WRITTEN EXERCISE ▸
Output the data below in full, character for character.

DATASET RECORDS ▸

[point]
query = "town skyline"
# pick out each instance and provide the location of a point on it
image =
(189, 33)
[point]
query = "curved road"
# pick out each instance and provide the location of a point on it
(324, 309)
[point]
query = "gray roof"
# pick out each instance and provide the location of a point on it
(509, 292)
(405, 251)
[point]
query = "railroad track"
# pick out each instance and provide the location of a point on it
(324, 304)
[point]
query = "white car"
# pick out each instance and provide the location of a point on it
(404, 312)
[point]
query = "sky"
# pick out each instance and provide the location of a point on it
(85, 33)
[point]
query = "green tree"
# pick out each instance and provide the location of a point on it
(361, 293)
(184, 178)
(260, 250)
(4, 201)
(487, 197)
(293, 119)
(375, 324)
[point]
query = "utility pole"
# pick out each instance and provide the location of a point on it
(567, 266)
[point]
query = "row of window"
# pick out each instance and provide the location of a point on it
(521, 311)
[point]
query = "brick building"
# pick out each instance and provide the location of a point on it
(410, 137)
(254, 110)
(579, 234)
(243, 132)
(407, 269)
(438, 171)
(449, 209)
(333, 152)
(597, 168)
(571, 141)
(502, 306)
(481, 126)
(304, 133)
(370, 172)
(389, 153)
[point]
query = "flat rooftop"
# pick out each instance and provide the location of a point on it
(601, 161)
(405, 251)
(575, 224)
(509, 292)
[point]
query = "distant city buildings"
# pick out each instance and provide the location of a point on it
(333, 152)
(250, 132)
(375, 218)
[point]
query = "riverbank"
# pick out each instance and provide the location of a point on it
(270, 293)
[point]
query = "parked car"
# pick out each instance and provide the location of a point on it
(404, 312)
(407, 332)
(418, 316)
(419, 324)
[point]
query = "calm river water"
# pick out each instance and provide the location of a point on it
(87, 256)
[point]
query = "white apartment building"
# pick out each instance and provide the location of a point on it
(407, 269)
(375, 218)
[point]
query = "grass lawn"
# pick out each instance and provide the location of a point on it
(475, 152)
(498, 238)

EXERCISE SOLUTION ▸
[point]
query = "town skyline"
# pick out each instance and provide the location of a point on it
image =
(189, 33)
[point]
query = "curved road"
# pick out each instance and provide the location of a point on it
(324, 309)
[point]
query = "gray roof"
# pick out each instance and provide the location of a point on it
(509, 292)
(405, 251)
[point]
query = "railroad track"
# pick out each instance and provide the location of a point on it
(324, 304)
[point]
query = "white car"
# pick out each instance and provide the location of a point on it
(404, 312)
[point]
query = "sky"
# pick out each instance and provide the location of a point on it
(85, 33)
[point]
query = "green tree"
# pick out each instance and provide the location of a point on it
(361, 293)
(184, 178)
(260, 250)
(4, 201)
(487, 197)
(293, 119)
(375, 324)
[point]
query = "utility pole"
# pick out each instance and provide the location of a point on it
(567, 266)
[point]
query = "row of window"
# pick out each instance and provide the location of a point on it
(521, 311)
[point]
query = "brick building"
# pick out each instance and provide the location of a point on it
(410, 137)
(254, 110)
(579, 234)
(243, 132)
(407, 269)
(438, 171)
(449, 209)
(333, 152)
(597, 168)
(571, 141)
(502, 306)
(481, 126)
(304, 133)
(370, 172)
(389, 153)
[point]
query = "flat rooftop"
# pick out each instance and provide the location of a point on it
(601, 161)
(405, 251)
(575, 224)
(509, 292)
[point]
query = "distant city buildings"
# pick out each instance and provide the location of a point on it
(333, 152)
(250, 132)
(375, 218)
[point]
query = "riverbank"
# pick out each instance and provide the location of a point on it
(270, 293)
[point]
query = "parked car"
# pick out each instance and provide the location of a point on it
(404, 312)
(407, 332)
(418, 316)
(419, 324)
[point]
query = "calm river water"
# pick out each instance and provide the location of a point on it
(87, 256)
[point]
query = "white apartment building"
# pick out each instance and provide the location of a point on it
(407, 269)
(375, 218)
[point]
query = "grass lawn"
# pick out each instance and provide the location of a point on it
(475, 152)
(498, 238)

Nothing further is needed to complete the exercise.